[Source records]

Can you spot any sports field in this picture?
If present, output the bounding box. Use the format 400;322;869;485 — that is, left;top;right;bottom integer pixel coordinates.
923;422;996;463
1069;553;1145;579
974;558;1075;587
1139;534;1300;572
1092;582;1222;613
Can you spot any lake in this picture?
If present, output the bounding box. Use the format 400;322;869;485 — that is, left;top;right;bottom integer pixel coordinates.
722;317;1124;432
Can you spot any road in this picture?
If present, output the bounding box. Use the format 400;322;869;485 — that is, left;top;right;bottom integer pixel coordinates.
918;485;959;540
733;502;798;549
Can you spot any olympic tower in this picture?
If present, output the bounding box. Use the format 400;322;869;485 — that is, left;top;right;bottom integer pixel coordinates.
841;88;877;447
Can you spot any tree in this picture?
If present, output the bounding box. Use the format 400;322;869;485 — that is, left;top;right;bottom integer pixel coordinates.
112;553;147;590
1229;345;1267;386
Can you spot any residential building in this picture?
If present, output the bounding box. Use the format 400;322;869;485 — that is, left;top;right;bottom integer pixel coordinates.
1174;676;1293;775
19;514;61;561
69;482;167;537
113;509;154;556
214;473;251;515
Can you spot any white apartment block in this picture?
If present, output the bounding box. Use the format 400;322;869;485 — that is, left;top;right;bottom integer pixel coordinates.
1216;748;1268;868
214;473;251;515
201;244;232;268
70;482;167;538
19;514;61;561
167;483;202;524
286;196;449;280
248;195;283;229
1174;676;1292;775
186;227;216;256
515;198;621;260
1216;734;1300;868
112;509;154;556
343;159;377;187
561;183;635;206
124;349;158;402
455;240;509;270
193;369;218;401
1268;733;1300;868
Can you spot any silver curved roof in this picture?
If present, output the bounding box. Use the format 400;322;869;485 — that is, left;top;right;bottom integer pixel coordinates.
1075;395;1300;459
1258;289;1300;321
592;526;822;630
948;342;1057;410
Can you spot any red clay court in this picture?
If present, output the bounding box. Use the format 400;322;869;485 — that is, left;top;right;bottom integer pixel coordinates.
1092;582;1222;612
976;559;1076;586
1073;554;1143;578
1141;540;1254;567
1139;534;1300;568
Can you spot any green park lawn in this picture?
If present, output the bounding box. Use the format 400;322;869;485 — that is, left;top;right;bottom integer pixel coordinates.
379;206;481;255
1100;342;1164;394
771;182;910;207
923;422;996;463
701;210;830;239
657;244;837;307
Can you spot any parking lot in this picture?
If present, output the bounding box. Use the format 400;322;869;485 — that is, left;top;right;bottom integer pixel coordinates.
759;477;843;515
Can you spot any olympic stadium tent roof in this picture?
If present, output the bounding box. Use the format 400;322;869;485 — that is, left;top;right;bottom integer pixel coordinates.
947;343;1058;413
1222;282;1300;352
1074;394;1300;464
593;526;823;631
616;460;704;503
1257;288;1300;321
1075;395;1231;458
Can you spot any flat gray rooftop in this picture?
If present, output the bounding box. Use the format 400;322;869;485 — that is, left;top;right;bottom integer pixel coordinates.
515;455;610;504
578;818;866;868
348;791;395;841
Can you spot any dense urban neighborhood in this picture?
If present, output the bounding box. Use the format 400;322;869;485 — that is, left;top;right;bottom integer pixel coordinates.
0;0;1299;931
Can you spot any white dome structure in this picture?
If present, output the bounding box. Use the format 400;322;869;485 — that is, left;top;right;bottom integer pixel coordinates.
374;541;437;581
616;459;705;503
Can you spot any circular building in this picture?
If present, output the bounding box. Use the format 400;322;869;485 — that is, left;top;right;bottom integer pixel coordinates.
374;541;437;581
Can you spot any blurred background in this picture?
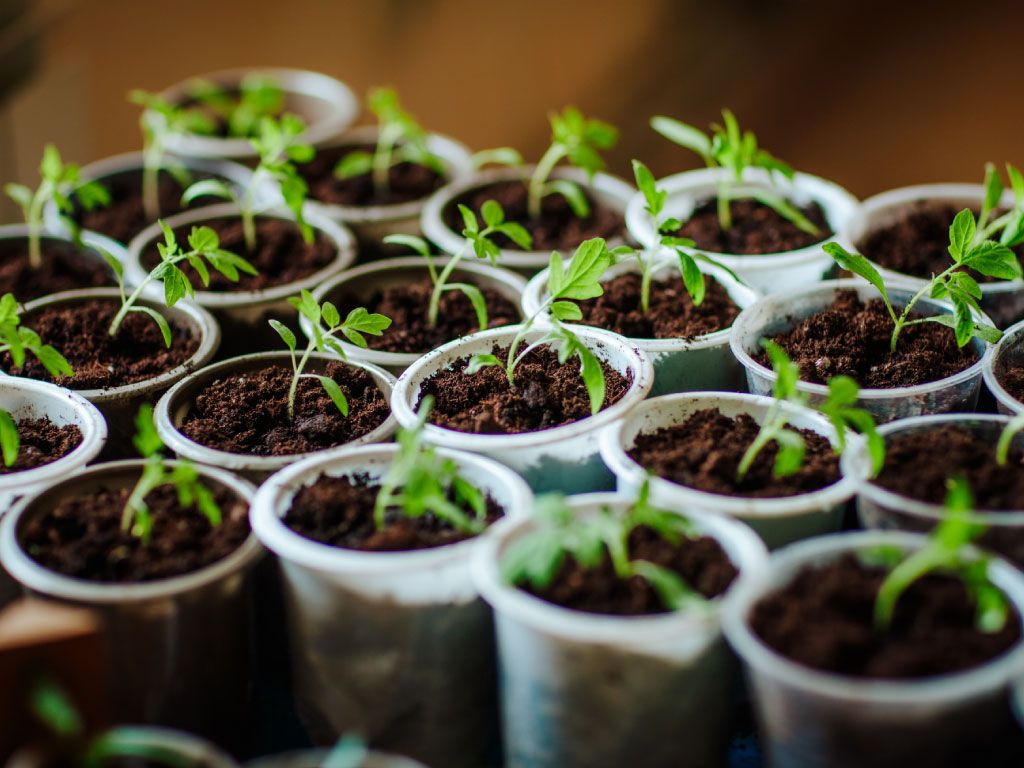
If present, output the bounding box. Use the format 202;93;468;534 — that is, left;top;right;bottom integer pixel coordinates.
1;0;1022;211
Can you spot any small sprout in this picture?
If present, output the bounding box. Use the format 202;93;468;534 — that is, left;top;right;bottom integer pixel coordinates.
187;73;285;138
336;87;444;195
372;396;488;535
470;146;524;170
0;408;18;467
0;292;74;379
651;109;818;234
121;405;221;546
271;289;391;422
872;476;1007;633
825;209;1017;351
129;89;215;221
105;222;256;346
737;340;883;480
629;159;745;311
382;200;532;330
4;145;110;269
502;479;707;612
467;237;614;414
996;411;1024;466
183;114;315;251
976;162;1024;247
527;106;619;221
30;676;82;738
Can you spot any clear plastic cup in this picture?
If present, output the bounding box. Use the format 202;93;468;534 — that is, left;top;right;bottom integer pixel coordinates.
983;317;1024;415
472;492;768;768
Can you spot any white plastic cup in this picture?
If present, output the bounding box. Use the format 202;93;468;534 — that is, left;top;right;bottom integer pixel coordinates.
843;184;1024;328
723;530;1024;768
625;167;858;294
0;224;128;297
154;351;398;482
303;256;528;377
160;68;359;161
730;278;992;423
599;392;862;549
421;166;635;275
522;254;760;396
844;413;1024;566
301;126;473;252
0;460;263;748
473;492;768;768
250;444;532;768
390;324;654;493
983;317;1024;415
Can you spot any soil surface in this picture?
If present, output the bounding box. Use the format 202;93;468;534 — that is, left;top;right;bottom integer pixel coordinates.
76;168;226;244
299;143;447;207
142;217;335;291
21;483;250;583
522;524;737;615
998;365;1024;405
420;344;631;434
857;200;1023;283
445;179;625;252
336;276;519;354
4;299;198;389
574;271;739;339
758;289;977;387
0;238;115;301
284;472;503;551
676;197;830;255
0;417;82;474
751;553;1021;678
628;408;840;498
875;425;1024;509
179;361;389;455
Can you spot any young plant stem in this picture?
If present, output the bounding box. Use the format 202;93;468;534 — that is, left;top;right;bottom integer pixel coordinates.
736;404;784;479
372;123;402;195
889;263;958;352
285;338;317;422
716;179;732;231
427;253;461;327
528;143;566;221
119;460;163;545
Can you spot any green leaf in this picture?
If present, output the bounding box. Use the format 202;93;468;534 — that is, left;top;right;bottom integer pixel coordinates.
948;209;977;263
822;242;891;311
550;300;583;321
544;179;590;218
471;147;522;169
317;375;349;416
550;238;612;300
677;251;705;306
762;338;800;401
4;183;32;209
269;319;296;351
922;313;1002;347
632;159;665;218
1008;163;1024;208
101;249;124;280
495;221;533;250
321;301;340;328
458;203;479;235
447;282;488;330
631;560;704;612
181;178;235;206
33;343;74;379
572;333;605;414
342;306;392;337
382;234;432;258
131;306;173;348
650;116;712;159
773;428;806;477
40;144;63;181
132;404;164;458
962;240;1022;280
481;199;504;227
0;409;19;467
982;163;1004;225
466;353;501;374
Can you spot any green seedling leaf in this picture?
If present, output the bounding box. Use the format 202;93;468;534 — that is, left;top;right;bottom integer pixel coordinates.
0;408;18;467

* _Work task_:
Search the data for the string "plastic" and copy out every line where it is found.

* _Response to this task_:
Can you spot any clear plastic cup in this picture?
Can you spot any white plastic cup in this picture?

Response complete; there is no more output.